• [What is required]: Pictures excluded, copy all of the data below exactly.

• [Data extract]:
⟨

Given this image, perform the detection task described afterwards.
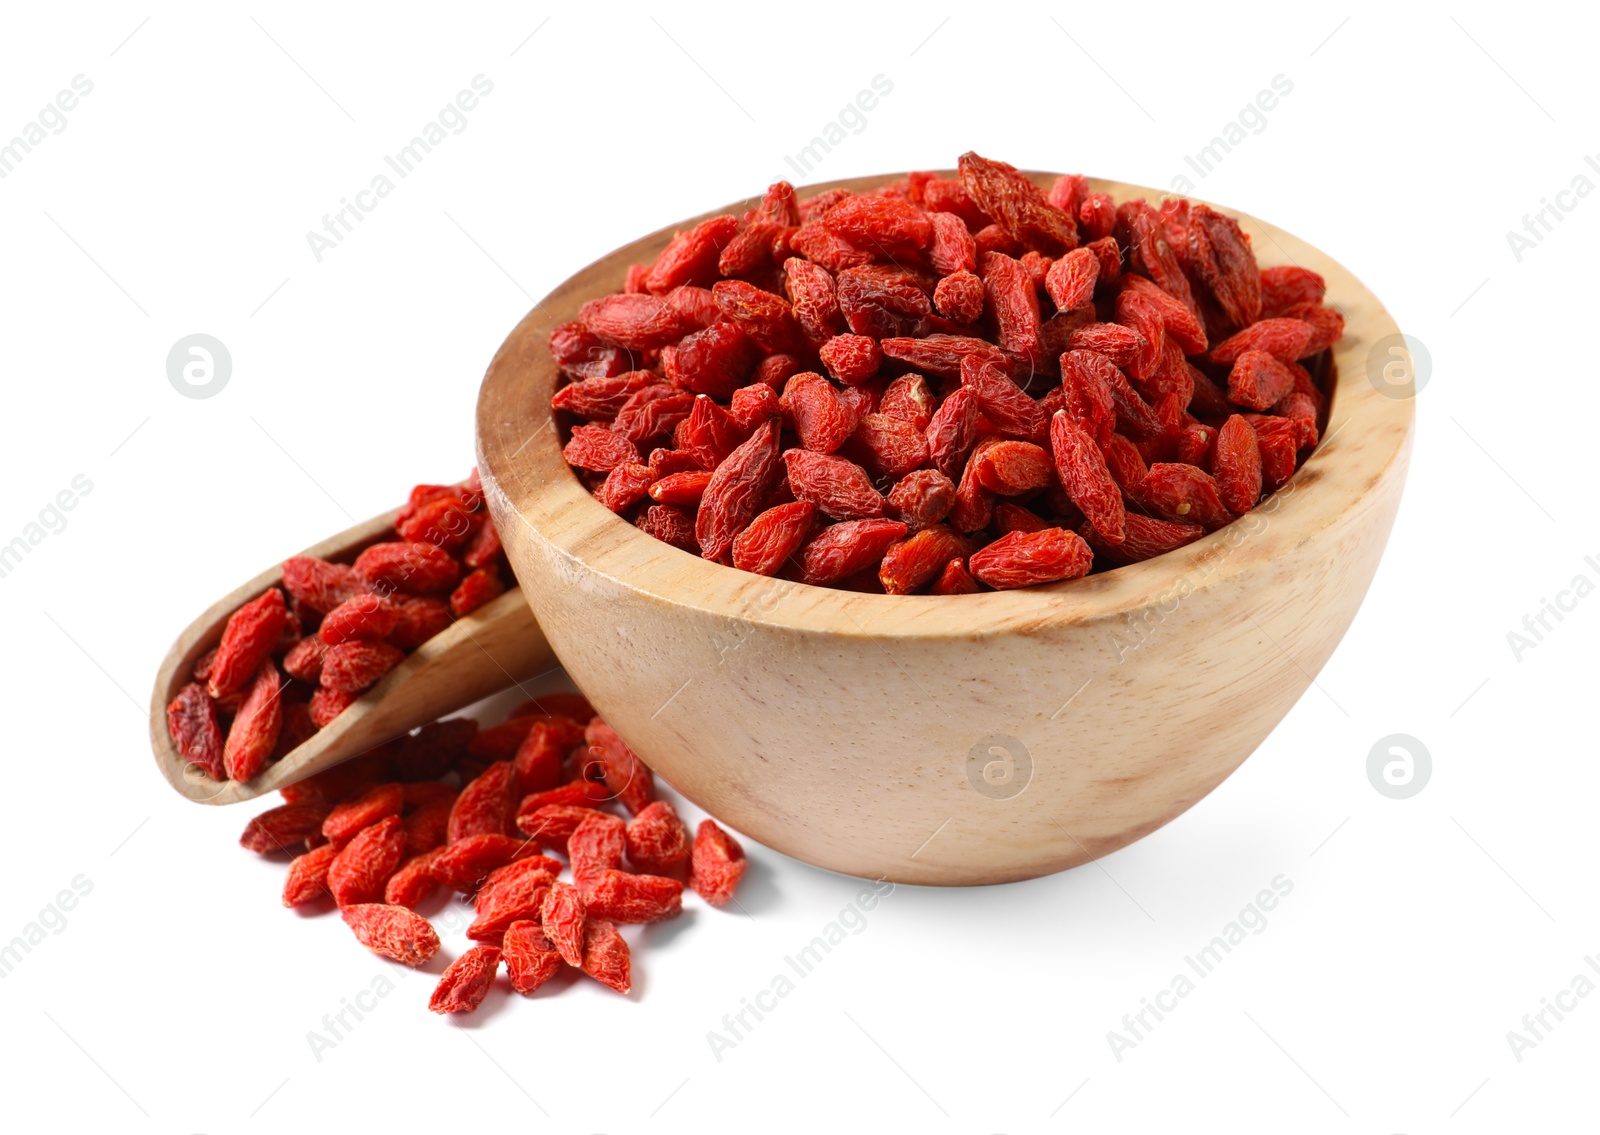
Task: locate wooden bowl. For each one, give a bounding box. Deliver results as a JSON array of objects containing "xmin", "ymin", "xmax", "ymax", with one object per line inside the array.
[{"xmin": 476, "ymin": 172, "xmax": 1416, "ymax": 885}]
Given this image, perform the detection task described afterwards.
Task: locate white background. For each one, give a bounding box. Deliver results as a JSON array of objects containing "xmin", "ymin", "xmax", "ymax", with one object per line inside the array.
[{"xmin": 0, "ymin": 2, "xmax": 1593, "ymax": 1131}]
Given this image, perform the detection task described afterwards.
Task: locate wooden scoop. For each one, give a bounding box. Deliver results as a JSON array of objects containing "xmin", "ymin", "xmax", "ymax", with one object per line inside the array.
[{"xmin": 148, "ymin": 502, "xmax": 553, "ymax": 805}]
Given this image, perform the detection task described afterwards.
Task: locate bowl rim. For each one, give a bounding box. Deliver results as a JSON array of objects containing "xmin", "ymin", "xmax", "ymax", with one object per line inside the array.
[{"xmin": 477, "ymin": 170, "xmax": 1415, "ymax": 639}]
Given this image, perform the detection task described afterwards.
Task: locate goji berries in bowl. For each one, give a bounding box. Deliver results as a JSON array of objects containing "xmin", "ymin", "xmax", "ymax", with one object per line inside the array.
[{"xmin": 477, "ymin": 167, "xmax": 1415, "ymax": 885}]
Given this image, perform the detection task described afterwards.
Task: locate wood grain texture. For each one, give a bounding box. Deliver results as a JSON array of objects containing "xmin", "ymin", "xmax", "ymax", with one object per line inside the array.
[
  {"xmin": 477, "ymin": 170, "xmax": 1416, "ymax": 885},
  {"xmin": 149, "ymin": 504, "xmax": 554, "ymax": 805}
]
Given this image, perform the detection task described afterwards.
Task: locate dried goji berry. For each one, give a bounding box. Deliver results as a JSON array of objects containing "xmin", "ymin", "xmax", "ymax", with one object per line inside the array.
[
  {"xmin": 449, "ymin": 567, "xmax": 505, "ymax": 618},
  {"xmin": 819, "ymin": 334, "xmax": 883, "ymax": 385},
  {"xmin": 886, "ymin": 469, "xmax": 956, "ymax": 531},
  {"xmin": 449, "ymin": 761, "xmax": 517, "ymax": 843},
  {"xmin": 1142, "ymin": 463, "xmax": 1232, "ymax": 528},
  {"xmin": 823, "ymin": 193, "xmax": 932, "ymax": 250},
  {"xmin": 503, "ymin": 921, "xmax": 565, "ymax": 995},
  {"xmin": 432, "ymin": 835, "xmax": 552, "ymax": 893},
  {"xmin": 208, "ymin": 588, "xmax": 288, "ymax": 700},
  {"xmin": 799, "ymin": 518, "xmax": 908, "ymax": 585},
  {"xmin": 1050, "ymin": 413, "xmax": 1125, "ymax": 544},
  {"xmin": 551, "ymin": 371, "xmax": 659, "ymax": 420},
  {"xmin": 342, "ymin": 903, "xmax": 441, "ymax": 967},
  {"xmin": 167, "ymin": 682, "xmax": 225, "ymax": 781},
  {"xmin": 283, "ymin": 843, "xmax": 340, "ymax": 907},
  {"xmin": 429, "ymin": 945, "xmax": 501, "ymax": 1014},
  {"xmin": 241, "ymin": 800, "xmax": 331, "ymax": 855},
  {"xmin": 282, "ymin": 557, "xmax": 365, "ymax": 615},
  {"xmin": 731, "ymin": 500, "xmax": 815, "ymax": 577},
  {"xmin": 972, "ymin": 439, "xmax": 1053, "ymax": 496},
  {"xmin": 879, "ymin": 525, "xmax": 974, "ymax": 595},
  {"xmin": 845, "ymin": 414, "xmax": 929, "ymax": 481},
  {"xmin": 981, "ymin": 251, "xmax": 1042, "ymax": 360},
  {"xmin": 579, "ymin": 292, "xmax": 693, "ymax": 350},
  {"xmin": 224, "ymin": 659, "xmax": 283, "ymax": 782},
  {"xmin": 353, "ymin": 541, "xmax": 461, "ymax": 596},
  {"xmin": 1227, "ymin": 349, "xmax": 1297, "ymax": 411},
  {"xmin": 660, "ymin": 321, "xmax": 765, "ymax": 398},
  {"xmin": 1213, "ymin": 415, "xmax": 1263, "ymax": 515},
  {"xmin": 326, "ymin": 814, "xmax": 405, "ymax": 906},
  {"xmin": 281, "ymin": 636, "xmax": 327, "ymax": 683},
  {"xmin": 929, "ymin": 557, "xmax": 980, "ymax": 595},
  {"xmin": 1207, "ymin": 318, "xmax": 1314, "ymax": 365},
  {"xmin": 512, "ymin": 717, "xmax": 586, "ymax": 795},
  {"xmin": 583, "ymin": 720, "xmax": 656, "ymax": 816},
  {"xmin": 469, "ymin": 866, "xmax": 556, "ymax": 942},
  {"xmin": 385, "ymin": 847, "xmax": 447, "ymax": 908},
  {"xmin": 563, "ymin": 423, "xmax": 642, "ymax": 473},
  {"xmin": 569, "ymin": 812, "xmax": 627, "ymax": 887},
  {"xmin": 696, "ymin": 419, "xmax": 780, "ymax": 562},
  {"xmin": 968, "ymin": 527, "xmax": 1093, "ymax": 589},
  {"xmin": 783, "ymin": 449, "xmax": 885, "ymax": 521},
  {"xmin": 711, "ymin": 279, "xmax": 809, "ymax": 354},
  {"xmin": 540, "ymin": 881, "xmax": 588, "ymax": 967},
  {"xmin": 318, "ymin": 594, "xmax": 402, "ymax": 645},
  {"xmin": 387, "ymin": 596, "xmax": 454, "ymax": 650},
  {"xmin": 1045, "ymin": 247, "xmax": 1098, "ymax": 312},
  {"xmin": 957, "ymin": 151, "xmax": 1077, "ymax": 254},
  {"xmin": 690, "ymin": 820, "xmax": 747, "ymax": 907},
  {"xmin": 624, "ymin": 801, "xmax": 691, "ymax": 875},
  {"xmin": 582, "ymin": 869, "xmax": 683, "ymax": 924},
  {"xmin": 323, "ymin": 783, "xmax": 404, "ymax": 848},
  {"xmin": 1260, "ymin": 265, "xmax": 1326, "ymax": 317},
  {"xmin": 517, "ymin": 804, "xmax": 612, "ymax": 852},
  {"xmin": 961, "ymin": 356, "xmax": 1046, "ymax": 441},
  {"xmin": 1187, "ymin": 204, "xmax": 1262, "ymax": 329},
  {"xmin": 320, "ymin": 641, "xmax": 405, "ymax": 694},
  {"xmin": 933, "ymin": 270, "xmax": 985, "ymax": 324}
]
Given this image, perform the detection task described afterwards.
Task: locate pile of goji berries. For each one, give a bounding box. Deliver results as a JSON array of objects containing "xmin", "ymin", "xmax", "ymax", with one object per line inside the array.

⟩

• [Result for this task]:
Given this image, perform the detection task described afterwards.
Task: locate wooden bowl. For each one, give a bounding box. Deliver results as a JSON array of objects containing "xmin", "ymin", "xmax", "ymax", with one object per line inside the array.
[{"xmin": 476, "ymin": 172, "xmax": 1416, "ymax": 885}]
Given this image, perform the detection task described afterwards.
Task: locate white background. For each one, give a bounding box. Deliver results as a JSON array of objects containing "xmin", "ymin", "xmax", "ymax", with one object per line inside the array.
[{"xmin": 0, "ymin": 2, "xmax": 1593, "ymax": 1131}]
Given this image, perform the detection task described afterwards.
Task: locate wooden scoop. For each one, give a bounding box. Deliver results as a JSON array of objects containing "xmin", "ymin", "xmax", "ymax", with one object per line inside the array.
[{"xmin": 148, "ymin": 502, "xmax": 553, "ymax": 805}]
Given this image, perform the detection task described afterwards.
Task: locate bowl rim. For each one, give a bounding box. Deliver results as a JSON array of objects containing "xmin", "ymin", "xmax", "ymax", with one object per line inside the array.
[{"xmin": 477, "ymin": 170, "xmax": 1415, "ymax": 639}]
Given this image, perform the detection task described afterwards.
Task: locate goji berries in bowl. For each one, give a bounding box. Deliver results as a JSON array of objects containing "xmin", "ymin", "xmax", "ymax", with one object per line inside the array.
[{"xmin": 477, "ymin": 167, "xmax": 1415, "ymax": 885}]
Given this image, perform the detection task described afterwards.
Task: locate wood grain texture. For each one, give a bounding box. Deliver results as a JSON array of objects containing "xmin", "ymin", "xmax", "ymax", with one object per line inside the array.
[
  {"xmin": 477, "ymin": 170, "xmax": 1416, "ymax": 885},
  {"xmin": 149, "ymin": 504, "xmax": 554, "ymax": 805}
]
Given this image, perform the detection task described afterwards.
Task: locate dried goji berry. For each one, give a bounding box. Deliver results as a JSON array of objects containing "xmin", "ymin", "xmax", "ymax", with one object per line inside the array.
[
  {"xmin": 449, "ymin": 567, "xmax": 505, "ymax": 618},
  {"xmin": 819, "ymin": 334, "xmax": 883, "ymax": 385},
  {"xmin": 886, "ymin": 469, "xmax": 956, "ymax": 531},
  {"xmin": 449, "ymin": 761, "xmax": 517, "ymax": 843},
  {"xmin": 1142, "ymin": 463, "xmax": 1232, "ymax": 528},
  {"xmin": 823, "ymin": 193, "xmax": 932, "ymax": 250},
  {"xmin": 503, "ymin": 921, "xmax": 565, "ymax": 995},
  {"xmin": 432, "ymin": 835, "xmax": 552, "ymax": 893},
  {"xmin": 208, "ymin": 588, "xmax": 288, "ymax": 700},
  {"xmin": 799, "ymin": 518, "xmax": 908, "ymax": 585},
  {"xmin": 1050, "ymin": 413, "xmax": 1125, "ymax": 544},
  {"xmin": 551, "ymin": 371, "xmax": 659, "ymax": 420},
  {"xmin": 342, "ymin": 903, "xmax": 441, "ymax": 967},
  {"xmin": 167, "ymin": 682, "xmax": 225, "ymax": 781},
  {"xmin": 283, "ymin": 843, "xmax": 340, "ymax": 907},
  {"xmin": 429, "ymin": 945, "xmax": 501, "ymax": 1014},
  {"xmin": 241, "ymin": 800, "xmax": 331, "ymax": 855},
  {"xmin": 282, "ymin": 557, "xmax": 365, "ymax": 615},
  {"xmin": 731, "ymin": 500, "xmax": 815, "ymax": 577},
  {"xmin": 972, "ymin": 439, "xmax": 1053, "ymax": 496},
  {"xmin": 879, "ymin": 525, "xmax": 974, "ymax": 595},
  {"xmin": 845, "ymin": 414, "xmax": 929, "ymax": 481},
  {"xmin": 981, "ymin": 251, "xmax": 1042, "ymax": 360},
  {"xmin": 579, "ymin": 292, "xmax": 693, "ymax": 350},
  {"xmin": 224, "ymin": 659, "xmax": 283, "ymax": 782},
  {"xmin": 353, "ymin": 541, "xmax": 461, "ymax": 596},
  {"xmin": 1227, "ymin": 349, "xmax": 1297, "ymax": 411},
  {"xmin": 660, "ymin": 321, "xmax": 765, "ymax": 398},
  {"xmin": 1213, "ymin": 415, "xmax": 1263, "ymax": 515},
  {"xmin": 326, "ymin": 814, "xmax": 405, "ymax": 906},
  {"xmin": 281, "ymin": 636, "xmax": 327, "ymax": 683},
  {"xmin": 929, "ymin": 557, "xmax": 980, "ymax": 595},
  {"xmin": 1207, "ymin": 318, "xmax": 1314, "ymax": 365},
  {"xmin": 512, "ymin": 717, "xmax": 586, "ymax": 795},
  {"xmin": 583, "ymin": 720, "xmax": 656, "ymax": 816},
  {"xmin": 469, "ymin": 866, "xmax": 556, "ymax": 942},
  {"xmin": 385, "ymin": 847, "xmax": 447, "ymax": 908},
  {"xmin": 563, "ymin": 423, "xmax": 642, "ymax": 473},
  {"xmin": 569, "ymin": 812, "xmax": 627, "ymax": 887},
  {"xmin": 696, "ymin": 419, "xmax": 780, "ymax": 562},
  {"xmin": 968, "ymin": 527, "xmax": 1093, "ymax": 589},
  {"xmin": 783, "ymin": 449, "xmax": 885, "ymax": 521},
  {"xmin": 711, "ymin": 279, "xmax": 809, "ymax": 354},
  {"xmin": 540, "ymin": 881, "xmax": 588, "ymax": 967},
  {"xmin": 318, "ymin": 594, "xmax": 402, "ymax": 645},
  {"xmin": 387, "ymin": 596, "xmax": 454, "ymax": 650},
  {"xmin": 1045, "ymin": 247, "xmax": 1098, "ymax": 312},
  {"xmin": 957, "ymin": 151, "xmax": 1077, "ymax": 254},
  {"xmin": 690, "ymin": 820, "xmax": 747, "ymax": 907},
  {"xmin": 624, "ymin": 801, "xmax": 691, "ymax": 875},
  {"xmin": 582, "ymin": 869, "xmax": 683, "ymax": 924},
  {"xmin": 323, "ymin": 783, "xmax": 404, "ymax": 848},
  {"xmin": 1260, "ymin": 265, "xmax": 1326, "ymax": 317},
  {"xmin": 517, "ymin": 804, "xmax": 612, "ymax": 852},
  {"xmin": 961, "ymin": 356, "xmax": 1046, "ymax": 441},
  {"xmin": 1187, "ymin": 204, "xmax": 1262, "ymax": 329},
  {"xmin": 320, "ymin": 641, "xmax": 405, "ymax": 694},
  {"xmin": 933, "ymin": 270, "xmax": 985, "ymax": 324}
]
Given this image, perform the detection task described afterwards.
Task: locate pile of goji berries. For each one, give a bounding box. Deliver results as a JSON array of objects containing "xmin", "ymin", "xmax", "ymax", with one object per line inside the array.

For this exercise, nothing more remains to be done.